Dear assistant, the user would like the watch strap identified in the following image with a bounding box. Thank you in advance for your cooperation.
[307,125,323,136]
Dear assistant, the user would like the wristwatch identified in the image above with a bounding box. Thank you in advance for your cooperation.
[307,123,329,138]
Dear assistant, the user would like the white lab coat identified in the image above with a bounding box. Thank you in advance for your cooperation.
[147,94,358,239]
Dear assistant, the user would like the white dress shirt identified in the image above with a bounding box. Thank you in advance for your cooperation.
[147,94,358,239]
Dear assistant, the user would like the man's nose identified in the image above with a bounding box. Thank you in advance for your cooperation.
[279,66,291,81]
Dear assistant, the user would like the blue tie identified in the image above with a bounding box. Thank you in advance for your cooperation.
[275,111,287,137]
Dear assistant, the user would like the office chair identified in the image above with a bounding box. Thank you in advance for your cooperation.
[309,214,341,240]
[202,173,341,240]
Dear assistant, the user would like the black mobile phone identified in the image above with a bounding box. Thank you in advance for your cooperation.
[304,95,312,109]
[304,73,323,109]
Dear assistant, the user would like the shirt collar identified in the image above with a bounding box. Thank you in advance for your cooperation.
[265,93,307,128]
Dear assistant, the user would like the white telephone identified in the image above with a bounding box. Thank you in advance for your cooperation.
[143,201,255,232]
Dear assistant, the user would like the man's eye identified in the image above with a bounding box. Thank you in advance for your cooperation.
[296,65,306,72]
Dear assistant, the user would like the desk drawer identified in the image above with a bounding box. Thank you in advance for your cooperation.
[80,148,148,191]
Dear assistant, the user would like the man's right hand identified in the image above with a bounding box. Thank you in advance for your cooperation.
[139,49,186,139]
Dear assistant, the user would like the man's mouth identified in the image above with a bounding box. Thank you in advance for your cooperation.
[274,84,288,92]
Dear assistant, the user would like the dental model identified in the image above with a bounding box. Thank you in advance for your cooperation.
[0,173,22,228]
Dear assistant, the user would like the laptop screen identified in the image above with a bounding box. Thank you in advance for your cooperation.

+ + + +

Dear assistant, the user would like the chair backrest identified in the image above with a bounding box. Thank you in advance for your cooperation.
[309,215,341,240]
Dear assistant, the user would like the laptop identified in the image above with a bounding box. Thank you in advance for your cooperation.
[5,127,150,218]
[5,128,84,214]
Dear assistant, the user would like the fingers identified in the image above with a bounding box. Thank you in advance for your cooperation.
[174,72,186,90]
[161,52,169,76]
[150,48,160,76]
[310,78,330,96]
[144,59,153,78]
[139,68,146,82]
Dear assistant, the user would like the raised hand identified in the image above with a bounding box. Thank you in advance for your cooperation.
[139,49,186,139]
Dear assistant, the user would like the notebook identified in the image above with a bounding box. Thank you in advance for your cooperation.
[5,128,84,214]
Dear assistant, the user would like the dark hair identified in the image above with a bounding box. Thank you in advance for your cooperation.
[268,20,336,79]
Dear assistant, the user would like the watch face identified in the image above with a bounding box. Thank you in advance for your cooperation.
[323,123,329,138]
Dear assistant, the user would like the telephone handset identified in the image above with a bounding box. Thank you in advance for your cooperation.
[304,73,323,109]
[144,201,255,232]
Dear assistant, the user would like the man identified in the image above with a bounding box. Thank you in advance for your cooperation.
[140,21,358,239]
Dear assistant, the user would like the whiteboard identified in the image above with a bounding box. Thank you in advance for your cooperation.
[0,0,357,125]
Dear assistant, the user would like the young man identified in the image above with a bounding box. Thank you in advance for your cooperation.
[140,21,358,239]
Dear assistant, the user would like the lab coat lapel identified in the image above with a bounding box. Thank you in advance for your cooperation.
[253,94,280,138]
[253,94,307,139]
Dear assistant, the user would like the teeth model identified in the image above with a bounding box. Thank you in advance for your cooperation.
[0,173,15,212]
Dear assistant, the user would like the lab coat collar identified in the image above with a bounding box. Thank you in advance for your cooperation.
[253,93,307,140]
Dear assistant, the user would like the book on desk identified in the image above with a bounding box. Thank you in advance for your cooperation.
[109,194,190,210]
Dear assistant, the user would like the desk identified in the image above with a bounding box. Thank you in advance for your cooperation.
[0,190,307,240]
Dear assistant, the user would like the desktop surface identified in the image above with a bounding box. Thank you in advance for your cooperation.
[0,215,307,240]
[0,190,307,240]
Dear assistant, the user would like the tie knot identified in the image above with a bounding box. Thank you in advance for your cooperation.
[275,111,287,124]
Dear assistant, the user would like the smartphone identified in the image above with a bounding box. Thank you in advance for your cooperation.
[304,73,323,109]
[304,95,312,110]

+ + + +

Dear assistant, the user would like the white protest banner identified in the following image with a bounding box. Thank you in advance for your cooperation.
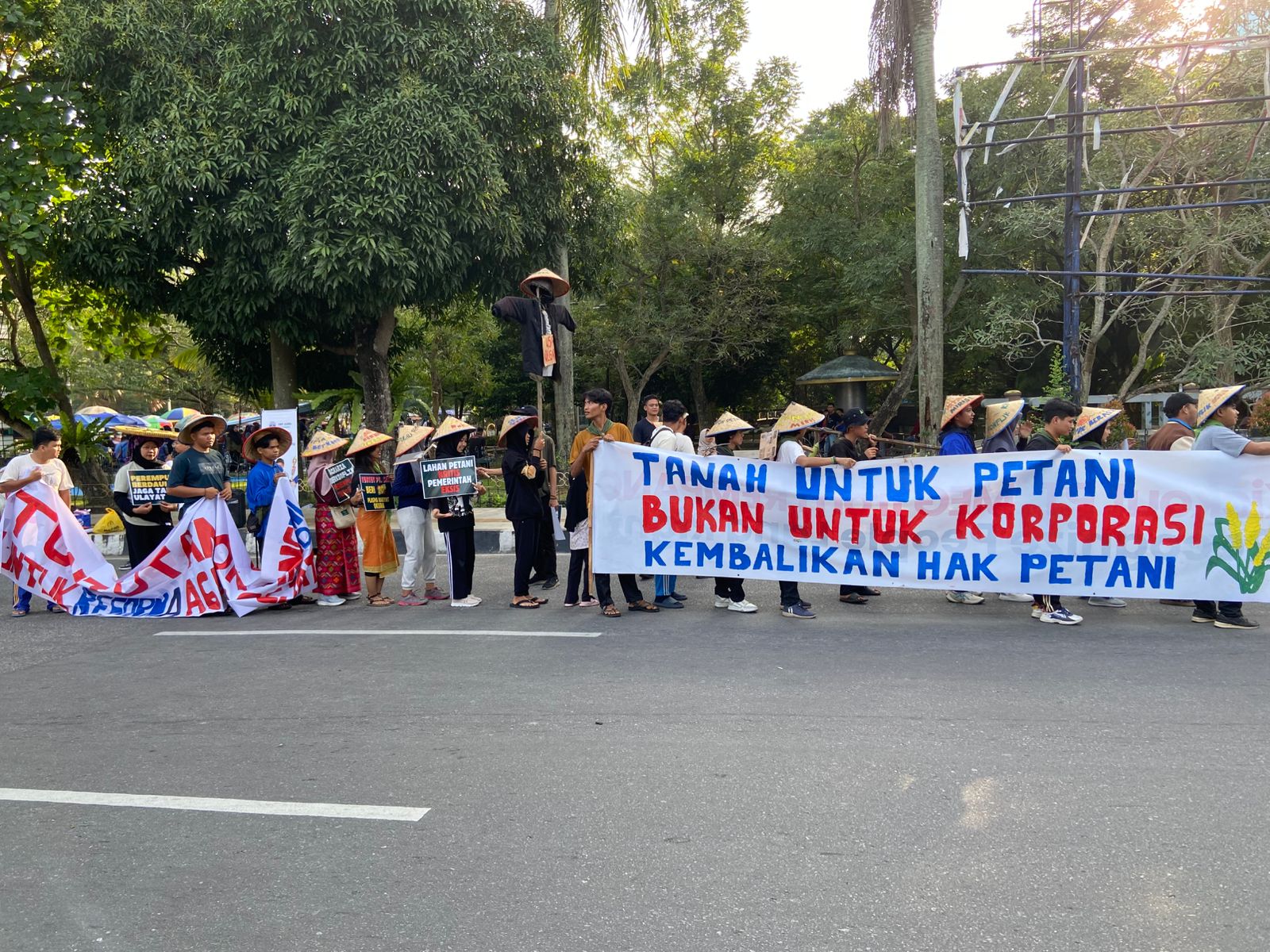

+ + + +

_YOUR INSTRUCTIONS_
Reproduce verbatim the portion of the material that begins at the line containing "Dear assistant, the user would like the fingers" and ends with the line containing "[139,68,146,82]", including both of those lines.

_SOLUTION TO THIS TASK_
Dear assistant, the user would like the fingers identified in the image above with a bounding box. Thank you in advance for your cooperation.
[174,72,186,90]
[161,52,169,76]
[150,48,160,76]
[310,78,330,96]
[144,59,153,78]
[139,68,146,82]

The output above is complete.